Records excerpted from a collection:
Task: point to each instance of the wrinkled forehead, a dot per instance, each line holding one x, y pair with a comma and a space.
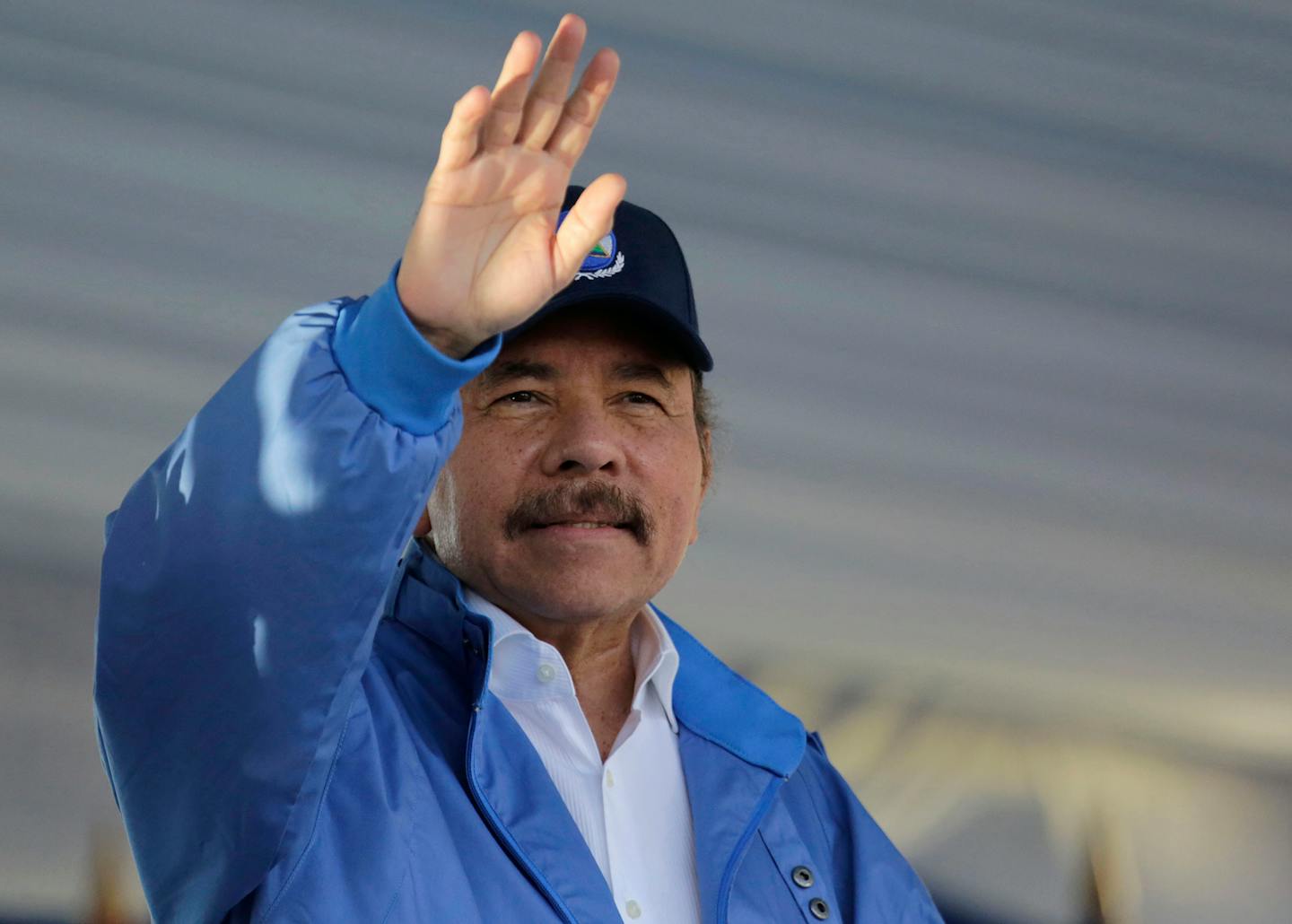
592, 336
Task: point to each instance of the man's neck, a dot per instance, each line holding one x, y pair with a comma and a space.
599, 658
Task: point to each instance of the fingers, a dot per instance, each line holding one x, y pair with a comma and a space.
461, 135
579, 117
507, 103
546, 97
589, 222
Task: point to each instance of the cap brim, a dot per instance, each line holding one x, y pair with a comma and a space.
692, 349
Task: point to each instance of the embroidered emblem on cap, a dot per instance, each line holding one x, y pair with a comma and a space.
604, 260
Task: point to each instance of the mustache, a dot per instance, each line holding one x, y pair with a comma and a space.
589, 498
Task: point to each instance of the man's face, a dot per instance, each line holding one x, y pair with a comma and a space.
578, 481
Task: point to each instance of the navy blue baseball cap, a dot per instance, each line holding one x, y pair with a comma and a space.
639, 267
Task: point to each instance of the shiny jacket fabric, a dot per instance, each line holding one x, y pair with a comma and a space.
292, 703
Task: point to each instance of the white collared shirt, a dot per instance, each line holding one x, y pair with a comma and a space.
632, 810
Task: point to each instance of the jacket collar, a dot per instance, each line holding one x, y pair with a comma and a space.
710, 698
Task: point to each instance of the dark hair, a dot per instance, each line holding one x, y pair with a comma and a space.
702, 404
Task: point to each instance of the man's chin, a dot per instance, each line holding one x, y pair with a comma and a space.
574, 596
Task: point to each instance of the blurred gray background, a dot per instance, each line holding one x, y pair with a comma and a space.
999, 300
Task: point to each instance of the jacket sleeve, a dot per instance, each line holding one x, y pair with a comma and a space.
242, 583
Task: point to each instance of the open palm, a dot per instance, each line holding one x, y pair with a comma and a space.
484, 252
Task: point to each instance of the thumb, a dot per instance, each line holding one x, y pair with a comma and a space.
589, 220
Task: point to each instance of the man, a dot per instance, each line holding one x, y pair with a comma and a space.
308, 719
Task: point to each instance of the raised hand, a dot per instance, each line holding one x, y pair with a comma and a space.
484, 252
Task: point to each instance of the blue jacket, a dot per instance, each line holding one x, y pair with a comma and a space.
292, 703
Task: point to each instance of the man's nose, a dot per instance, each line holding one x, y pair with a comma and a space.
583, 442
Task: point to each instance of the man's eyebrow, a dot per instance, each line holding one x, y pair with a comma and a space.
628, 372
511, 370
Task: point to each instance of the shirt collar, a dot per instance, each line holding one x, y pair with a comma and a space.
519, 657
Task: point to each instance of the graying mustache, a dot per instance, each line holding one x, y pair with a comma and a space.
543, 507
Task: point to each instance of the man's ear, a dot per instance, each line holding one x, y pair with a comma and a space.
705, 478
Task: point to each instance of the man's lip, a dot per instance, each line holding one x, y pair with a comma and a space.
581, 525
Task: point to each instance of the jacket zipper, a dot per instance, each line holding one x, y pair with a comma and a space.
743, 844
504, 835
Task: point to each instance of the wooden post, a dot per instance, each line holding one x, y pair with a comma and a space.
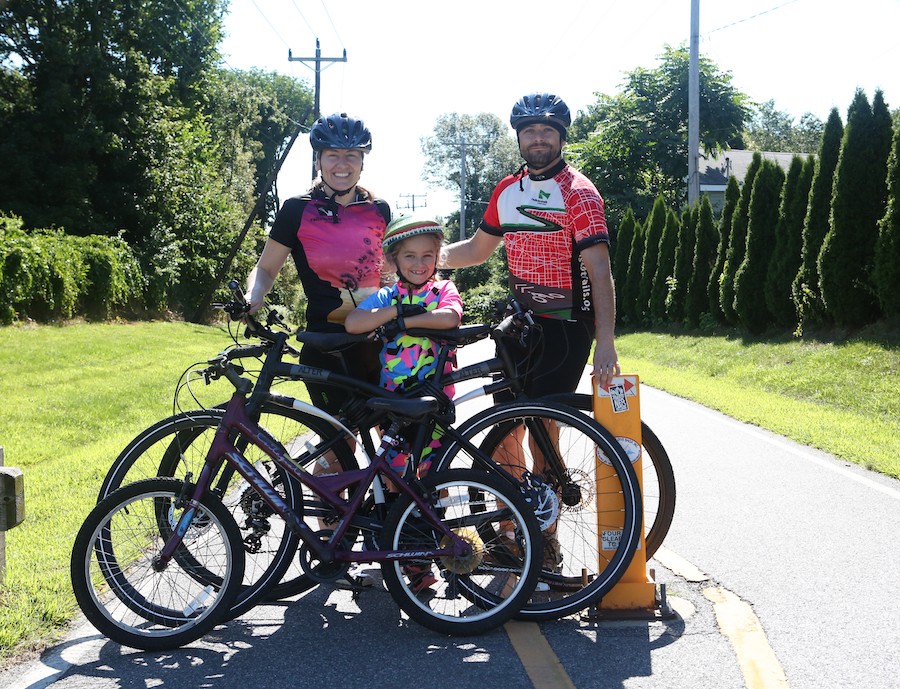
2, 540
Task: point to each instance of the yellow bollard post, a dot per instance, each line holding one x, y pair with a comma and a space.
618, 409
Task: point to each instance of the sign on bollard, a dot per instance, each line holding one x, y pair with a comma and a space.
12, 497
12, 506
618, 408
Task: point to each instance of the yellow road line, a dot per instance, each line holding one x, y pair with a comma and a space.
540, 662
739, 623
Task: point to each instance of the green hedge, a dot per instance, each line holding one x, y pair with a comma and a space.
47, 275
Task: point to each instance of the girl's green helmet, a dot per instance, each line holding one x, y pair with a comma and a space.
406, 226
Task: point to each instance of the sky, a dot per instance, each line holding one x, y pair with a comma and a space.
411, 61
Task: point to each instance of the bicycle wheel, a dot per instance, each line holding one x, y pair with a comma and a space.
657, 477
468, 594
591, 514
123, 592
179, 444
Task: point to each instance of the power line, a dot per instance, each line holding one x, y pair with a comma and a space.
308, 26
331, 21
747, 19
274, 30
318, 60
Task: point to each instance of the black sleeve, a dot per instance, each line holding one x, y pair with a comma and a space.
287, 221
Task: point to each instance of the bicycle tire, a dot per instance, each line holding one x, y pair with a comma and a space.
472, 594
580, 522
138, 604
178, 444
658, 477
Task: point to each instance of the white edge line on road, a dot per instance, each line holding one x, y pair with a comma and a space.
787, 446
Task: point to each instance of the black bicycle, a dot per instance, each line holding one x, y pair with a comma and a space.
582, 518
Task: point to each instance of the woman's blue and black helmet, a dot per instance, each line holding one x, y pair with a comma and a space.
543, 108
340, 131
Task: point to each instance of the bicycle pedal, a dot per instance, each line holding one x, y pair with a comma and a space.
354, 582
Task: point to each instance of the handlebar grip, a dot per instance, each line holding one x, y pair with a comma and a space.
504, 327
238, 293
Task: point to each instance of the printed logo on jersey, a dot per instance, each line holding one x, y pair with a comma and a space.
544, 224
325, 212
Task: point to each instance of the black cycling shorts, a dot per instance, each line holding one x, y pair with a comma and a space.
553, 359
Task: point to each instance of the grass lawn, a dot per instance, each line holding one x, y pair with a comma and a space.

● **TASK INSTRUCTIONS**: Leave out the pictures and transcribe the entries above exactly.

● **FULL SOLUTION**:
Task: point to each instance of the wrinkled forehead, a dot per instance, each line holding one x, y pair with a comma and a space.
592, 336
Task: point to each instance of the man's neck, a dot per instance, each line holding one x, y pair with a comma and a space.
599, 658
Task: point to each instance of the fingers, a dot per instance, each line holding one x, y pair with a comma and a space.
461, 135
579, 117
507, 103
546, 97
589, 222
Task: point to each instance of the cap brim, a dot per instance, each line holding one x, y pair with a comma and a space.
692, 349
Task: point to each instance of the embroidered emblem on cap, a dot per instance, each line holding one x, y pair with a comma and a space.
604, 260
Task: point to each instance of the mustache, a dot per instance, each line holding one x, y pair with a comma and a space.
589, 498
Task: point to each instance of the man's face, a dot per instance, each line holding one x, y pair with a comma and a space.
578, 481
Task: point to each instance of the navy blue baseball cap, a dot per instance, each line holding one x, y pair with a comma and a space.
639, 267
Task: point to each instance of the shiny jacket fabric, a dot per instance, each line holding one x, y pair with a comma and a space.
292, 703
Task: point to each instance of the white collared shirt, a dot per instance, each line holding one x, y pair with a comma and a space.
632, 810
Task: point to each instance of the jacket collar, a dot per instance, each line holding one x, y pair with a comma and a space.
710, 698
Task: point to each instance of the dark hair, a dot per instance, each line holding one x, y pair with a comma and a space.
702, 404
Task: point to each instance of the man's chin, a dot per instance, each line holding one x, y pair with a comma and a space.
574, 596
Task: point to each instance of the blurred gray background, a dot per instance, each line holding one x, y pair with a comma and a space.
999, 300
Task: point to each instance of the jacket sleeve, a dot per instance, each line holding one x, y pair with a comma and a space.
242, 583
Task: point to each instance of the open palm, a dot per instance, each line holding one x, y pair with a comma and a space.
484, 252
Task: point to each instance of the thumb, a dot per instance, each line holding one x, y pair with a comma and a space.
589, 220
Task: point to each instance of the man, a dot per instance, each line holding one x, y pair with a comma and a space.
308, 719
Task: point to each instance of the raised hand, a dot per instance, each line holding one x, y pair with a comma and a space.
484, 252
Task: point to each instance of the blue jacket, a dot per instance, each line holding one x, y pair with a comma and a space.
292, 703
Task: point to each instance of the man's nose, a dot per instance, each line holding one x, y pair with a comma and a space.
583, 442
Task: point to each instance of the man's eyebrow, a dot per instance, each line holding one x, y pair with a comma and a space.
628, 372
511, 370
Task: point to each instance of the shirt collar, a dot per instance, each line holding one x, y pair with a comma and a space.
519, 657
Task: point to each instance of the graying mustache, a dot per instance, each line holding one x, y pair with a comma and a space.
543, 507
Task: point to each instance of the man's ear, a dot per instance, each line holding one x, y pair with a comma and a space.
705, 478
Task: point to each instance of the man's lip, a dot per instance, each line holding one x, y pair with a comma and a space.
581, 525
Task: point to each instance of the jacket zipper, a dot per instance, each line holding one x, y pair with a comma and a space.
743, 844
504, 835
Task: point to each instance of the wooden post, a dot per instance, each line holding one x, y pair with a comma and a space.
2, 540
Task: point to each instance of the yellow bollard post, a dot per instance, each line holding one x, y pair with a comma and a space.
618, 409
Task: point to each instance of the sign on bollard, a dot per instance, each line holding one x, y pair with a comma and a space.
12, 497
12, 506
618, 408
Task: point to each instance of the yellow road line, a dot per instance, each line holding one x, y pair with a comma and a space.
540, 662
739, 623
Task: point to each instance of the green hedge, a dot per instance, each line holding one x, y pair with a comma and a space.
47, 275
Task: point to each instance of the girl's green helmet, a dot per instance, each line holding one x, y pair with a comma and a space.
406, 226
Task: point to each instance of the sky, a dot per instance, each line holding one x, y pair with a comma and a space.
411, 61
Task: point to each instance of the bicycle wheel, a dot per instance, each line holding one x, y pair with a comma and a space.
657, 477
468, 594
591, 514
123, 592
179, 444
Task: point to each instance of the power line, a dot per instance, each line holding one x, y pair with a comma and a space.
308, 26
331, 21
747, 19
274, 30
318, 60
Task: point to each instance of the black sleeve, a dot per instance, each line holding one x, y pair with a comma and a space.
287, 221
Task: point to each instance of the bicycle tire, a dot per instance, each line holding one x, y pair with a comma and a space.
472, 594
580, 522
138, 604
178, 444
658, 477
Task: point to each instance of the white edge line on road, a dot per instance, each line holding one x, y pair with a comma and a space.
787, 446
Task: point to each instance of the black bicycle, a dot per instance, each line holding one x, y pair with a comma and a space.
582, 518
Task: point to each instance of the woman's blue and black helmet, a dot per instance, each line holding one x, y pair with a comma and a space.
543, 108
340, 131
Task: point to each instance of the bicycle pedal, a dot per instance, each line holding one x, y pair with a comma and a space.
354, 582
Task: point to each instance of the handlebar grip, a dot per instance, each line holding one x, y pair with a comma and a space.
504, 327
238, 293
Task: point to each instance of the printed logo on jersey, a dot per instance, each line holding one x, y pair with a comma and a space.
544, 224
325, 212
Task: point to each instance of the black cycling shorts, a dot per instance, each line holding one x, y pair with a comma and a space.
553, 359
Task: point to each instance of the grass lawn, a dot per instance, each line holding one x, y pair with a comma and a space.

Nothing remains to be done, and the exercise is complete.